● Texto para leer:
_____

Fue el mayor general Francisco Vicente Aguilera, vicepresidente de la República en Armas, el encargado de liquidar las pugnas que desgastaban a los emigrados entre aldamistas y quesadistas
Aldamistas y quesadistas se enfrentaban en Nueva York por el control de la emigración cubana. Los primeros, antiguos reformistas y seguidores de Miguel Aldama, enfrascados en negociaciones para obtener una independencia negociada con España y temerosos de que la guerra llegase al occidente del país donde muchos de sus componentes tenían el grueso de sus propiedades, apenas enviaban recursos a los insurrectos pese a los continuos reclamos de Céspedes. Los otros, partidarios del mayor general Manuel de Quesada, ex general en jefe del Ejército Libertador y cuñado del Padre de la Patria, respondían favorablemente con el envío, con breves intervalos, de expediciones con hombres y pertrechos. Mas el estilo de Quesada, destituido de su mando por la Cámara de Representantes, molestaba a los del bando contrario y, en opinión del historiador Fernando Portuondo, causaba más daño que beneficios a la Revolución. Casi a mano armada exigía dinero a los ricos mientras exhibía el modo de vida de un embajador imperial y se jactaba de la confianza depositada en él por el Presidente de la República.

_____

● Registros de datos:
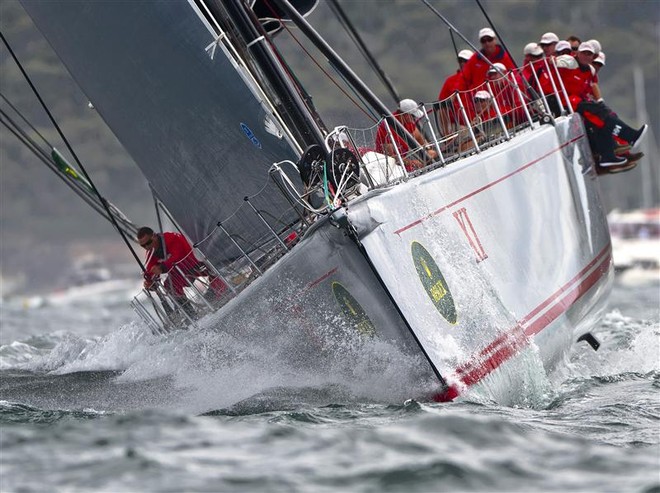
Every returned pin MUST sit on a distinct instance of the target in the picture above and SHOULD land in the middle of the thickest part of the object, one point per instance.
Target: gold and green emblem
(353, 310)
(434, 282)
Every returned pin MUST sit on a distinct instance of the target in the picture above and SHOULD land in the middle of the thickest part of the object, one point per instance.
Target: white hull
(517, 232)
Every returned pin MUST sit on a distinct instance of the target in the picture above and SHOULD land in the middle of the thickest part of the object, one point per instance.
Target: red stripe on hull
(509, 344)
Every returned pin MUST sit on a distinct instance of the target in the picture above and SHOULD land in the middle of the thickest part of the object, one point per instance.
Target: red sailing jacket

_____

● Preguntas por responder:
1 – Enumera todas las personas que se mencionan con su nombre propio en el texto sobre la emigración cubana.
2 – Responde, por favor, estas preguntas sobre el texto acerca de la emigración cubana:
(a) ¿Qué cargo civil ocupaba Francisco Vicente Aguilera?
(b) ¿En qué ciudad se enfrentaban aldamistas y quesadistas?
(c) ¿Qué órgano destituyó a Manuel de Quesada de su mando?
3 – Prosigue el texto sobre la emigración cubana a partir de su última oración.

● Respuestas:
1 –
Francisco Vicente Aguilera
Miguel Aldama
Céspedes
Manuel de Quesada
Fernando Portuondo

2 –
(a) Vicepresidente de la República en Armas.
(b) En Nueva York.
(c) La Cámara de Representantes.

3 –
Enfrentados continuamente entre sí por el control de las riendas del aparato de dirección, ambos sectores se desvinculaban de su verdadero objetivo: la ayuda a la Revolución en Cuba. Después de apelar a la cordura de unos y otros con cartas dirigidas a los prohombres de la emigración e incluso a hombres y mujeres de a pie que iban definiéndose ante la contienda bélica, Céspedes tomó, en julio de 1871, una decisión tajante. Enviar a Nueva York al mayor general Francisco Vicente Aguilera, vicepresidente de la República en Armas, con el encargo de liquidar las pugnas que desgastaban a los emigrados. Lo acompañaría Ramón Céspedes, secretario de Relaciones Exteriores. Este obraría como comisionado diplomático, y Aguilera como agente general, con la misión común de restablecer la concordia, y, en el caso particular de Aguilera, allegar recursos y remitir armas a Cuba.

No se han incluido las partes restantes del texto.